■ Extract:
Purpose of the Study:

  • To develop and validate a machine learning framework for predicting dairy cow core body temperature (CBT).
  • To identify key physiological and environmental factors influencing CBT.
  • To optimize predictive model performance for enhanced heat stress management.

Main Methods:

  • Utilized a dataset of 3005 physiological records from dairy cows in production environments.
  • Applied various machine learning algorithms including Elastic Net, Artificial Neural Networks, Random Forests, XGBoost, LightGBM, and CatBoost.
  • Employed Bayesian Optimization and Grey Wolf Optimizer for hyperparameter tuning and model refinement.

Main Results:

  • The feature set including average infrared trunk temperature (IRTave_TK) showed strong predictive capability (R²=0.516, MAE=0.239°C, RMSE=0.302°C).
  • The GWO-XGBoost model achieved the highest accuracy (R²=0.540, RMSE=0.294°C, MAE=0.232°C) and computational efficiency (2.41s optimization time).

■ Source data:

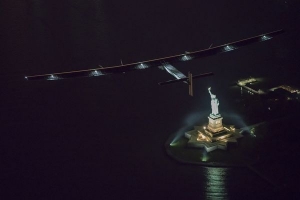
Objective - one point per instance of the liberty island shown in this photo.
(214, 135)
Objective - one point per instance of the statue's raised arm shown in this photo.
(214, 103)
(210, 92)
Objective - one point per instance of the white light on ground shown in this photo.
(265, 37)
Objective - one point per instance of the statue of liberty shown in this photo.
(214, 103)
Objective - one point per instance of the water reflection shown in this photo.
(215, 187)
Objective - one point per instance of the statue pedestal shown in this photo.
(215, 123)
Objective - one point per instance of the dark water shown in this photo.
(103, 137)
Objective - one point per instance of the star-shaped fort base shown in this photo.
(203, 138)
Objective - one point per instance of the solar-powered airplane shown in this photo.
(165, 63)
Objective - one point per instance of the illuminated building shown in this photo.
(214, 135)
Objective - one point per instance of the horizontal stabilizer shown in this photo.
(185, 79)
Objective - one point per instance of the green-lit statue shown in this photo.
(214, 103)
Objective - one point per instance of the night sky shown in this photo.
(103, 137)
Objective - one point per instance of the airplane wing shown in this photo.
(159, 62)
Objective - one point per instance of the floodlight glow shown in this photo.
(173, 71)
(265, 37)
(228, 48)
(142, 66)
(96, 73)
(186, 58)
(52, 77)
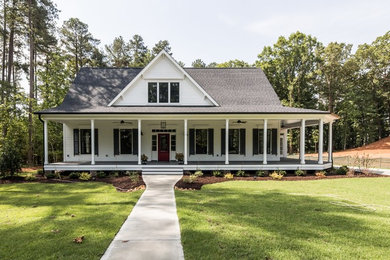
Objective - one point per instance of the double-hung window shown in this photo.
(163, 92)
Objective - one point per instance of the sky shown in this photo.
(217, 31)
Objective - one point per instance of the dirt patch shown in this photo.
(197, 185)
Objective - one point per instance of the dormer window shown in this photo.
(163, 92)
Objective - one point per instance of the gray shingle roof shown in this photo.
(236, 90)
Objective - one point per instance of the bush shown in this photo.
(10, 159)
(101, 174)
(74, 175)
(343, 170)
(228, 176)
(217, 173)
(30, 177)
(198, 173)
(240, 173)
(85, 176)
(276, 175)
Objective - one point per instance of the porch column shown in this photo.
(265, 141)
(92, 141)
(139, 141)
(45, 143)
(330, 148)
(302, 142)
(185, 141)
(227, 142)
(285, 143)
(321, 142)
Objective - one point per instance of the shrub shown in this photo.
(300, 173)
(276, 175)
(217, 173)
(74, 175)
(101, 174)
(343, 170)
(30, 177)
(228, 176)
(321, 174)
(85, 176)
(240, 173)
(198, 174)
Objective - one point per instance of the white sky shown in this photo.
(228, 29)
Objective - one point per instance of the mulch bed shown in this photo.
(197, 185)
(123, 184)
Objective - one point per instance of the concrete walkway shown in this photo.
(152, 229)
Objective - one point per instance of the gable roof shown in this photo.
(163, 53)
(236, 90)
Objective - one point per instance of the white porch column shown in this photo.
(330, 148)
(321, 142)
(45, 143)
(227, 142)
(285, 143)
(265, 141)
(185, 141)
(139, 141)
(302, 142)
(92, 141)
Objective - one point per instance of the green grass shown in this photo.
(324, 219)
(30, 212)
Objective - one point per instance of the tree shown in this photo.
(198, 63)
(78, 42)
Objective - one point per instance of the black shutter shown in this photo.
(96, 142)
(223, 131)
(76, 141)
(210, 133)
(274, 141)
(116, 141)
(242, 141)
(192, 141)
(135, 141)
(255, 141)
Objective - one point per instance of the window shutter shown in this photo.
(255, 141)
(223, 131)
(116, 141)
(242, 141)
(135, 141)
(192, 141)
(274, 141)
(76, 141)
(96, 142)
(210, 144)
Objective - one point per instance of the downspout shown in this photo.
(43, 142)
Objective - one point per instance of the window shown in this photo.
(126, 141)
(201, 141)
(154, 142)
(163, 92)
(234, 141)
(152, 92)
(175, 92)
(85, 136)
(173, 142)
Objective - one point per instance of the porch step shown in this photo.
(162, 170)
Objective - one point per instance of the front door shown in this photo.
(163, 147)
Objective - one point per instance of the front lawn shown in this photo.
(323, 219)
(40, 221)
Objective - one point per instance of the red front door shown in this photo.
(163, 147)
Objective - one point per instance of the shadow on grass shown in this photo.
(37, 221)
(221, 224)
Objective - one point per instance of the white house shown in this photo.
(219, 118)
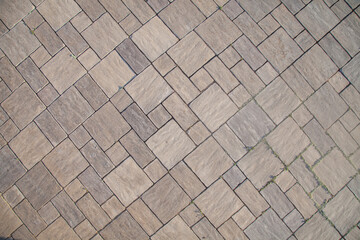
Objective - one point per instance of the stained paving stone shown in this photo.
(18, 43)
(181, 17)
(250, 124)
(128, 181)
(23, 106)
(139, 86)
(106, 126)
(38, 186)
(166, 198)
(169, 149)
(190, 53)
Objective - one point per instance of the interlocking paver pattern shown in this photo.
(179, 119)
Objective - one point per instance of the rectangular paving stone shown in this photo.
(97, 158)
(18, 43)
(137, 149)
(170, 150)
(166, 198)
(30, 145)
(23, 106)
(317, 18)
(154, 38)
(181, 17)
(280, 50)
(38, 186)
(128, 181)
(106, 126)
(139, 87)
(65, 162)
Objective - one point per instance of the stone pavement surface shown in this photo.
(183, 119)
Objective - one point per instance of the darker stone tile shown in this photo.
(132, 55)
(139, 122)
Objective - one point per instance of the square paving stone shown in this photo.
(106, 126)
(191, 53)
(65, 162)
(38, 186)
(106, 73)
(57, 13)
(18, 43)
(213, 107)
(252, 164)
(181, 17)
(218, 203)
(316, 66)
(317, 18)
(250, 124)
(23, 106)
(170, 144)
(288, 140)
(154, 38)
(63, 70)
(334, 171)
(326, 105)
(128, 181)
(209, 161)
(70, 109)
(30, 145)
(166, 198)
(10, 169)
(104, 35)
(280, 50)
(148, 89)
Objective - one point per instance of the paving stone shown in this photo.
(318, 136)
(128, 181)
(168, 149)
(38, 186)
(334, 171)
(58, 230)
(23, 106)
(250, 124)
(251, 198)
(280, 50)
(190, 53)
(317, 18)
(268, 224)
(139, 87)
(58, 13)
(218, 203)
(259, 9)
(106, 126)
(247, 78)
(65, 162)
(97, 158)
(250, 28)
(155, 170)
(180, 111)
(93, 212)
(12, 220)
(30, 217)
(187, 180)
(166, 199)
(249, 52)
(137, 149)
(301, 201)
(32, 75)
(347, 33)
(143, 215)
(181, 17)
(317, 228)
(182, 85)
(18, 43)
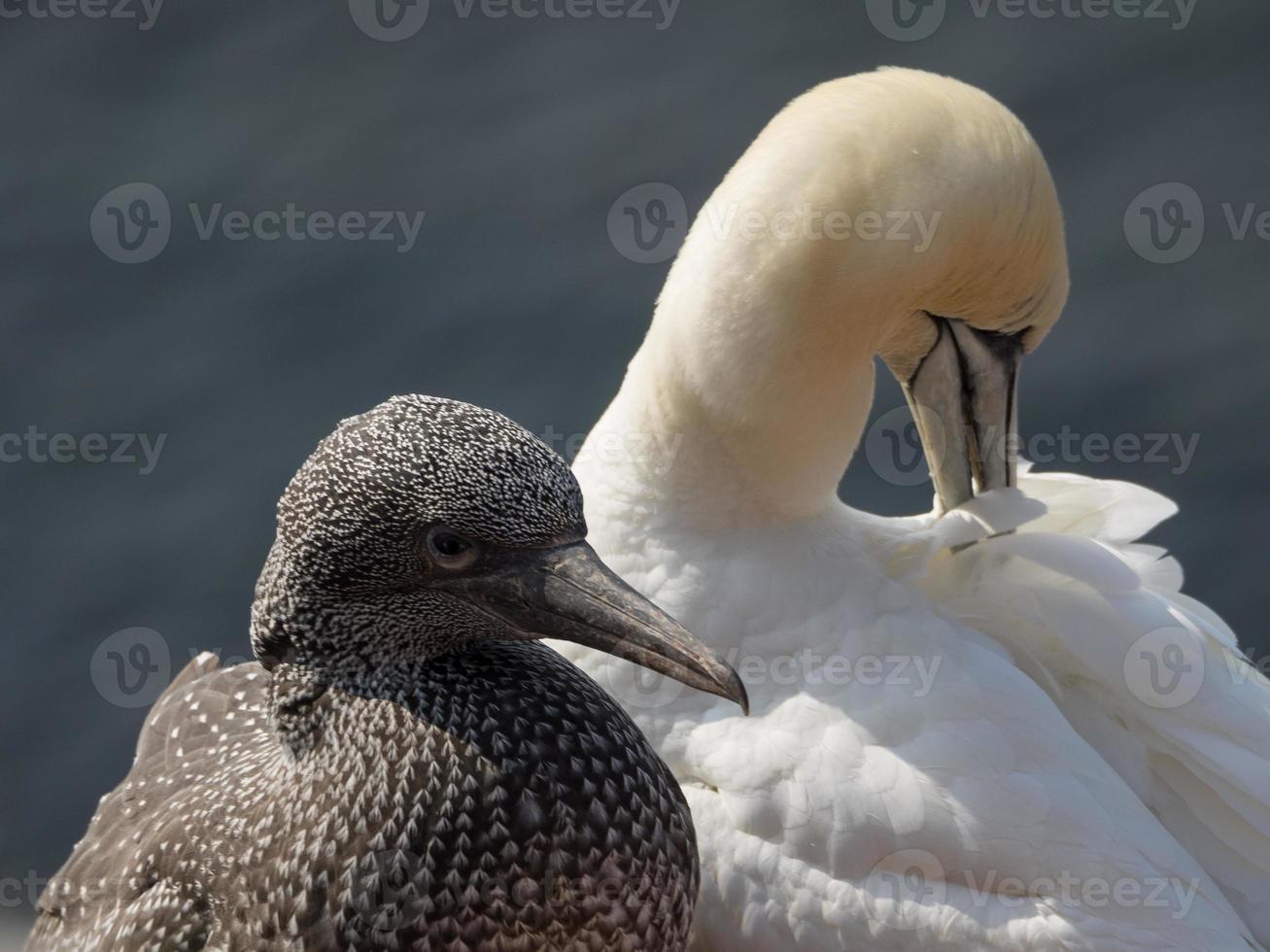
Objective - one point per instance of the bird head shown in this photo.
(426, 525)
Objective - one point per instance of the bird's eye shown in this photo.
(450, 550)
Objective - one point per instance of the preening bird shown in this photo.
(404, 766)
(997, 727)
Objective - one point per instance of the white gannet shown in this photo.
(1029, 743)
(404, 768)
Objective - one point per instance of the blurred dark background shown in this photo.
(514, 136)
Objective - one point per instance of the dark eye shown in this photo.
(450, 550)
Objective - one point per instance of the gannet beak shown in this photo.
(566, 592)
(963, 397)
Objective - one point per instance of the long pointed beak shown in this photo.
(964, 400)
(566, 592)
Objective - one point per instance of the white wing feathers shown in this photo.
(1150, 678)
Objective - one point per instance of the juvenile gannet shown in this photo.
(952, 746)
(404, 766)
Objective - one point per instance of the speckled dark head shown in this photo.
(426, 526)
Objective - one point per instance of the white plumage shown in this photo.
(1030, 743)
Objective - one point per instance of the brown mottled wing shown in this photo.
(129, 884)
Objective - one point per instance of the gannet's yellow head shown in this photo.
(894, 214)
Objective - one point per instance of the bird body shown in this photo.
(404, 766)
(493, 799)
(972, 729)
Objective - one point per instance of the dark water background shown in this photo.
(516, 136)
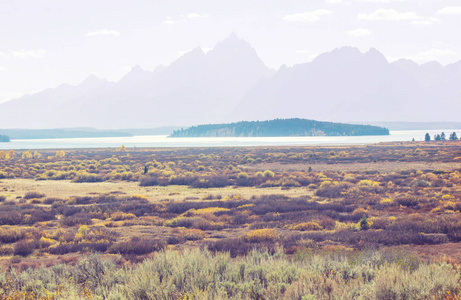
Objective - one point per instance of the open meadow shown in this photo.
(379, 221)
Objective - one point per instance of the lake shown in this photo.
(164, 141)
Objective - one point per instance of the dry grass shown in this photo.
(382, 167)
(64, 189)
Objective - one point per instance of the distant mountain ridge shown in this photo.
(280, 128)
(231, 83)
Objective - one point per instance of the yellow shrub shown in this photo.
(193, 234)
(386, 201)
(208, 210)
(261, 235)
(46, 242)
(307, 226)
(119, 216)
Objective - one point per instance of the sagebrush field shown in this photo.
(356, 222)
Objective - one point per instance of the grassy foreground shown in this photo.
(199, 274)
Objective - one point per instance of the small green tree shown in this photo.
(364, 225)
(427, 137)
(442, 136)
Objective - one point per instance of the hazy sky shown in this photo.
(44, 43)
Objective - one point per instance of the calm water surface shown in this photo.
(164, 141)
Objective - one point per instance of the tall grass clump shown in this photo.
(200, 274)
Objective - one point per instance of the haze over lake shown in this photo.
(164, 141)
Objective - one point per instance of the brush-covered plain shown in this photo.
(355, 222)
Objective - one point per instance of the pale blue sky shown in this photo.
(48, 42)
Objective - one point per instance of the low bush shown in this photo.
(137, 246)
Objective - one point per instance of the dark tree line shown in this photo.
(4, 138)
(441, 137)
(280, 127)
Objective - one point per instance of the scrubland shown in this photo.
(356, 222)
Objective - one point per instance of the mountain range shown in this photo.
(231, 83)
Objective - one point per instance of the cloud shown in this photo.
(393, 15)
(197, 15)
(28, 53)
(170, 21)
(433, 54)
(184, 18)
(359, 32)
(450, 10)
(310, 16)
(382, 1)
(103, 32)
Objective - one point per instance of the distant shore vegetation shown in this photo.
(4, 138)
(279, 128)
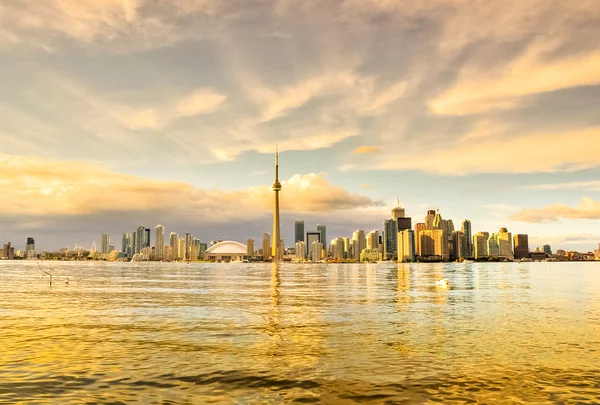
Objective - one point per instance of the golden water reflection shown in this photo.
(253, 333)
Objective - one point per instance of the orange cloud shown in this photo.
(38, 187)
(588, 208)
(366, 149)
(477, 93)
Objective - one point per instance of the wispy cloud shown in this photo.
(588, 208)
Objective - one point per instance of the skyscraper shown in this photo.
(139, 239)
(299, 231)
(105, 242)
(322, 229)
(359, 237)
(466, 230)
(504, 239)
(266, 246)
(250, 247)
(373, 240)
(390, 236)
(310, 238)
(30, 245)
(174, 243)
(406, 245)
(159, 242)
(521, 243)
(276, 228)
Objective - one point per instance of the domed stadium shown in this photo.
(226, 251)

■ What you should do: Return the whole study summary on predicting dairy cow core body temperature word for word.

■ Answer for this exercise:
Purpose of the Study:

  • To develop and validate a machine learning framework for predicting dairy cow core body temperature (CBT).
  • To identify key physiological and environmental factors influencing CBT.
  • To optimize predictive model performance for enhanced heat stress management.

Main Methods:

  • Utilized a dataset of 3005 physiological records from dairy cows in production environments.
  • Applied various machine learning algorithms including Elastic Net, Artificial Neural Networks, Random Forests, XGBoost, LightGBM, and CatBoost.
  • Employed Bayesian Optimization and Grey Wolf Optimizer for hyperparameter tuning and model refinement.

Main Results:

  • The feature set including average infrared trunk temperature (IRTave_TK) showed strong predictive capability (R²=0.516, MAE=0.239°C, RMSE=0.302°C).
  • The GWO-XGBoost model achieved the highest accuracy (R²=0.540, RMSE=0.294°C, MAE=0.232°C) and computational efficiency (2.41s optimization time).